▶ To do
Reproduce the entries below word for word, starting at the line that contains "If you could tag the utility" and ending at the last line of the entries.

<<<<

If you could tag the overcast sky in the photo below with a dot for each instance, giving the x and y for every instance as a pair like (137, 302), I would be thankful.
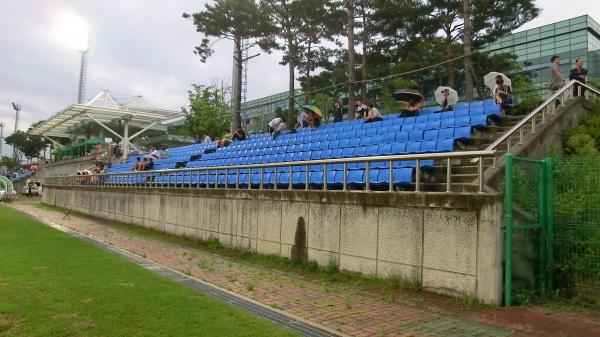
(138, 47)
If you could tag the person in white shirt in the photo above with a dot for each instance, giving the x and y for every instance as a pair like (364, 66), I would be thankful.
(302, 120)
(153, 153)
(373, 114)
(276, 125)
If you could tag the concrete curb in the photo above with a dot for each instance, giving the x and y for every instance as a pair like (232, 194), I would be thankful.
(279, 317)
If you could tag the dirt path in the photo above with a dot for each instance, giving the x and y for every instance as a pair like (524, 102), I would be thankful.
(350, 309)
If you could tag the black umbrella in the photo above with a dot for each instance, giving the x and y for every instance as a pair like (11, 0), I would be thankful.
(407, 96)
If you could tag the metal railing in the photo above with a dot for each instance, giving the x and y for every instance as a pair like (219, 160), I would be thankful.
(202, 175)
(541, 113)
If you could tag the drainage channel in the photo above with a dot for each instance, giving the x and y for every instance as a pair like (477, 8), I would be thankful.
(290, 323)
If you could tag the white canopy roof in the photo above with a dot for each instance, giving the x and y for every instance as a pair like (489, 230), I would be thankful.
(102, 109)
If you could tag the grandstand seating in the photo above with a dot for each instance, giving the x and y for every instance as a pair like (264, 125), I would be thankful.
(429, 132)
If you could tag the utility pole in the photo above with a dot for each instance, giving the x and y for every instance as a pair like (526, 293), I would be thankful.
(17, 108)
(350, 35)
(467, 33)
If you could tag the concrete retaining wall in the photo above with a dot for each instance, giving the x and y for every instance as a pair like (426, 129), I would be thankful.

>>>>

▶ Result
If you could tag the utility pole in the photo above with a dot for each instance, giving the x and y for every instance as a pair like (526, 293), I would be thankful.
(17, 108)
(350, 35)
(467, 33)
If you could tag the concrete retaining wall in the photo above with a dot for each instance, giving the x and y for every instance as a pair like (426, 129), I would be thankful.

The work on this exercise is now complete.